> _WORK ORDER_: Render the data below as a JSON list of strings, one string per line, leaving out any blank lines.

> _DATA LISTING_:
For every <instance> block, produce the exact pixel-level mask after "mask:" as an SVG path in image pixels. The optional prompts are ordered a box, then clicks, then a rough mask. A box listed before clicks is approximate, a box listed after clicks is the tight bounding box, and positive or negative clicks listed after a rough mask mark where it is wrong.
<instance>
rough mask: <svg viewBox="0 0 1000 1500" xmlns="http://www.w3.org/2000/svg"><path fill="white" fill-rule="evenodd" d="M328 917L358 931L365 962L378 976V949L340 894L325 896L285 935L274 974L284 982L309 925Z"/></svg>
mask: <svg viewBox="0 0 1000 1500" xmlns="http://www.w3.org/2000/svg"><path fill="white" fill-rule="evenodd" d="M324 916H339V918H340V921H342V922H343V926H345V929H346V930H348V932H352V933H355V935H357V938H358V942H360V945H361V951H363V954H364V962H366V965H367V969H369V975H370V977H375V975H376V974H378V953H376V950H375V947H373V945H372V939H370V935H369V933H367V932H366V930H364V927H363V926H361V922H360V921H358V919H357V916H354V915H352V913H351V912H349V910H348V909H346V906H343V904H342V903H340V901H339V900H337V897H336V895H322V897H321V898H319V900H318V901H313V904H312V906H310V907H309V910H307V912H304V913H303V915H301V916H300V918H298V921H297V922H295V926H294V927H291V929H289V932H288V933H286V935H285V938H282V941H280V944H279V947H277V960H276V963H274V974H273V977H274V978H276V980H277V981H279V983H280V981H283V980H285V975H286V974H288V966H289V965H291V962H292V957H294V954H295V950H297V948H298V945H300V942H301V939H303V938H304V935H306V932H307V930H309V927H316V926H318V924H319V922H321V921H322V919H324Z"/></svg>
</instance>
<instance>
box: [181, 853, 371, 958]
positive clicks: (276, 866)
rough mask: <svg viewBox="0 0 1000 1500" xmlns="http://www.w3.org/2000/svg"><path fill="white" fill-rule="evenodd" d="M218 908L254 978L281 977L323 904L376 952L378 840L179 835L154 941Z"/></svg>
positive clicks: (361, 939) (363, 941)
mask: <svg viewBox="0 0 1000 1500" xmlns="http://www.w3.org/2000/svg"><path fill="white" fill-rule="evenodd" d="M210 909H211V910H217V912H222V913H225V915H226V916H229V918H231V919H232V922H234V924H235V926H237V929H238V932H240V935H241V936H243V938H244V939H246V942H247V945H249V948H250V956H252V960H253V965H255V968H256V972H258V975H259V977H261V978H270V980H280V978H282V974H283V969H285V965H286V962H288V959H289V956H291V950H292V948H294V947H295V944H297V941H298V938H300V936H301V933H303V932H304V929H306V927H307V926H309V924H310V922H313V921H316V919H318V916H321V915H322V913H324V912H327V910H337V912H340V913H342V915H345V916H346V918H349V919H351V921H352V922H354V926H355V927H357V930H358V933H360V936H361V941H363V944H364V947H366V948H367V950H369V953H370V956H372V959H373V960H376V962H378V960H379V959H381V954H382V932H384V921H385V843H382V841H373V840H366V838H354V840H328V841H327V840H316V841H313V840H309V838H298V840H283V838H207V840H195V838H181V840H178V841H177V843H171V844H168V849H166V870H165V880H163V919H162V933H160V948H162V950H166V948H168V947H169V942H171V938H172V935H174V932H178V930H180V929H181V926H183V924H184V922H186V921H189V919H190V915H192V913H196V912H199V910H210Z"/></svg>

> _RESULT_:
[
  "For every <instance> block, produce the exact pixel-level mask after \"mask:\" as an SVG path in image pixels. The optional prompts are ordered a box, then clicks, then a rough mask. A box listed before clicks is approximate, a box listed after clicks is the tight bounding box, and positive or negative clicks listed after a rough mask mark where it is wrong.",
  "<instance>",
  "rough mask: <svg viewBox=\"0 0 1000 1500\" xmlns=\"http://www.w3.org/2000/svg\"><path fill=\"white\" fill-rule=\"evenodd\" d=\"M328 917L358 931L365 962L378 976V949L340 894L325 896L285 935L274 974L284 982L309 925Z\"/></svg>",
  "mask: <svg viewBox=\"0 0 1000 1500\" xmlns=\"http://www.w3.org/2000/svg\"><path fill=\"white\" fill-rule=\"evenodd\" d=\"M324 916H339V918H340V921H342V922H343V926H345V929H346V930H348V932H352V933H355V935H357V938H358V942H360V945H361V951H363V954H364V962H366V965H367V969H369V975H370V977H375V975H376V974H378V953H376V950H375V947H373V945H372V939H370V935H369V933H367V932H366V930H364V927H363V926H361V922H360V921H358V919H357V916H354V915H352V913H351V912H349V910H348V909H346V906H343V904H342V903H340V901H339V900H337V897H336V895H322V897H321V898H319V900H318V901H313V904H312V906H310V907H309V910H307V912H304V913H303V915H301V916H300V918H298V921H297V922H295V926H294V927H291V929H289V932H288V933H286V935H285V938H282V941H280V944H279V947H277V960H276V963H274V974H273V977H274V978H276V980H277V981H279V983H280V981H283V980H285V975H286V974H288V966H289V965H291V962H292V957H294V954H295V950H297V948H298V945H300V942H301V939H303V938H304V935H306V932H307V930H309V927H316V926H318V924H319V922H321V921H322V919H324Z\"/></svg>",
  "</instance>",
  "<instance>",
  "box: [181, 853, 371, 958]",
  "positive clicks: (276, 866)",
  "rough mask: <svg viewBox=\"0 0 1000 1500\" xmlns=\"http://www.w3.org/2000/svg\"><path fill=\"white\" fill-rule=\"evenodd\" d=\"M218 908L254 978L281 977L323 904L376 952L378 840L179 835L154 941Z\"/></svg>",
  "positive clicks: (361, 939) (363, 941)",
  "mask: <svg viewBox=\"0 0 1000 1500\" xmlns=\"http://www.w3.org/2000/svg\"><path fill=\"white\" fill-rule=\"evenodd\" d=\"M210 909H211V910H217V912H222V913H225V915H226V916H229V918H231V919H232V922H234V924H235V926H237V929H238V932H240V935H241V936H243V938H244V939H246V942H247V945H249V948H250V956H252V960H253V965H255V968H256V972H258V975H259V977H261V978H270V980H280V978H282V974H283V969H285V965H286V962H288V959H289V956H291V950H292V948H294V947H295V944H297V941H298V938H300V936H301V933H303V932H304V929H306V927H307V926H309V924H310V922H313V921H316V919H318V916H321V915H322V913H324V912H327V910H337V912H340V913H342V915H345V916H346V918H349V919H351V921H352V922H354V926H355V927H357V930H358V933H360V936H361V941H363V944H364V947H366V948H367V950H369V953H370V956H372V959H373V960H376V962H378V960H379V959H381V954H382V932H384V921H385V843H382V841H373V840H366V838H354V840H328V841H327V840H316V841H313V840H309V838H298V840H283V838H207V840H195V838H181V840H178V841H177V843H171V844H168V849H166V870H165V880H163V919H162V933H160V948H162V950H166V948H168V947H169V942H171V938H172V935H174V932H178V930H180V929H181V926H183V924H184V922H186V921H189V919H190V915H192V913H196V912H199V910H210Z\"/></svg>"
]